▸ **Problem to solve**
Please state how many lines of the records contain the string "stump", matching case exactly, and give only that number.
================
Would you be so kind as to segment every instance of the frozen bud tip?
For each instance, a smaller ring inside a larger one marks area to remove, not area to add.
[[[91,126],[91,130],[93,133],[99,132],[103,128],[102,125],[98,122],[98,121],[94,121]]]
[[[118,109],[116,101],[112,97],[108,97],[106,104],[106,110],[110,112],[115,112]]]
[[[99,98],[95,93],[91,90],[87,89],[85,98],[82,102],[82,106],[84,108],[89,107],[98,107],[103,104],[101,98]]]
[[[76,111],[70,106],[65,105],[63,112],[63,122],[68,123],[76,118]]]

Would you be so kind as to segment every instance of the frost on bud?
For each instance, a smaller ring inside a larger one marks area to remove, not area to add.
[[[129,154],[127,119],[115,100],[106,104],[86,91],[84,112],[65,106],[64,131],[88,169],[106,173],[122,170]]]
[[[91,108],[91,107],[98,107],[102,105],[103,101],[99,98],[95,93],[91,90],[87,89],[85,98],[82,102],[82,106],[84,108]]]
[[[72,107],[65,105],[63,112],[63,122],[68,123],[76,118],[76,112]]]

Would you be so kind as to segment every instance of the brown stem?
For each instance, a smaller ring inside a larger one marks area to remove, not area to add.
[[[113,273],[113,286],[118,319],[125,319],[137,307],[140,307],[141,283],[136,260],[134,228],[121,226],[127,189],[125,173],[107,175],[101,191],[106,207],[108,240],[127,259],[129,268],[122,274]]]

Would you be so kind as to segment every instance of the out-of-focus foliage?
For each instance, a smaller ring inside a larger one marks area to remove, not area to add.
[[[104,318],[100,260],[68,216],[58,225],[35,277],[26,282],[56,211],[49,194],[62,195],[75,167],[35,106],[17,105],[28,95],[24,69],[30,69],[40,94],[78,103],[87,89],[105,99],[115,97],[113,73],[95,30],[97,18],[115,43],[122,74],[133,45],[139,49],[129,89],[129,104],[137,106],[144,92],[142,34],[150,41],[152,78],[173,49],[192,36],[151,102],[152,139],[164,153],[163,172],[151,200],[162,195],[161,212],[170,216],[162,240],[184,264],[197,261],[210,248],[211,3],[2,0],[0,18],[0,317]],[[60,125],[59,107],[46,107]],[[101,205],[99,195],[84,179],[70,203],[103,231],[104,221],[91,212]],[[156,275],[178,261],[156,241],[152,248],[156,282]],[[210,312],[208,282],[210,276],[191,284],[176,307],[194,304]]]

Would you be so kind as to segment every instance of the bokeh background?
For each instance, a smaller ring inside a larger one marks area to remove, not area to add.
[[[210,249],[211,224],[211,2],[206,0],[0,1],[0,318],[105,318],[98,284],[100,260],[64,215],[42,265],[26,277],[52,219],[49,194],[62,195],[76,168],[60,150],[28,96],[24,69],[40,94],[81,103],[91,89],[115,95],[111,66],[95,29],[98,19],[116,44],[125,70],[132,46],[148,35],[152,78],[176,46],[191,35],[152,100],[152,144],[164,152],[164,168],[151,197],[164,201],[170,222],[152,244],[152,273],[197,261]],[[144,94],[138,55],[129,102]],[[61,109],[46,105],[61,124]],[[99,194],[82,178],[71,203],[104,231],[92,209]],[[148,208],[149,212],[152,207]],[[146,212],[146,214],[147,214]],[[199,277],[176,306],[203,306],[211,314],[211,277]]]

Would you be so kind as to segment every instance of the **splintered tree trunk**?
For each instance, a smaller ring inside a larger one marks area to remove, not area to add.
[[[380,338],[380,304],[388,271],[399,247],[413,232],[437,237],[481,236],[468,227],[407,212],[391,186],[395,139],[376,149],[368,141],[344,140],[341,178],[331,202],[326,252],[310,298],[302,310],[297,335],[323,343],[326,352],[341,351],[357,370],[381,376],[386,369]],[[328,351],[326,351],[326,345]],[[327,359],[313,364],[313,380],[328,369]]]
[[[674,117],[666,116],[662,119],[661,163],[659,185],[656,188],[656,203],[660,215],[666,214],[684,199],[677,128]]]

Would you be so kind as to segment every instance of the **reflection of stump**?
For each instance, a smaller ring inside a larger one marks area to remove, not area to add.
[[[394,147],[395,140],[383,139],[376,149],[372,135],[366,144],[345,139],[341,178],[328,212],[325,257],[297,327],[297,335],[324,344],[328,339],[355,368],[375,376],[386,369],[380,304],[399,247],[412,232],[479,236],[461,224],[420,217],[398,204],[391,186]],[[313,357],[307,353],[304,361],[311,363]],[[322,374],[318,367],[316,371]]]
================
▸ **The completed task**
1